## Short task
Starting at the line that has "Pinpoint white castle" and stopping after the line that has "61,67,288,193", write out only those lines of the data with "Pinpoint" swapped for "Locate" and nothing else changed.

## Data records
* * * * *

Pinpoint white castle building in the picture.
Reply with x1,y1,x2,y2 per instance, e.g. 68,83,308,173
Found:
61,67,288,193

* * * * *

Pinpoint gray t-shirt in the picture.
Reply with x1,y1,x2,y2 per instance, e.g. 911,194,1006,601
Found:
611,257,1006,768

* * * * *

## Correct response
Locate white castle building in the picture.
Reply with x1,y1,x2,y2 per instance, e.g. 68,83,308,173
Found:
61,67,288,193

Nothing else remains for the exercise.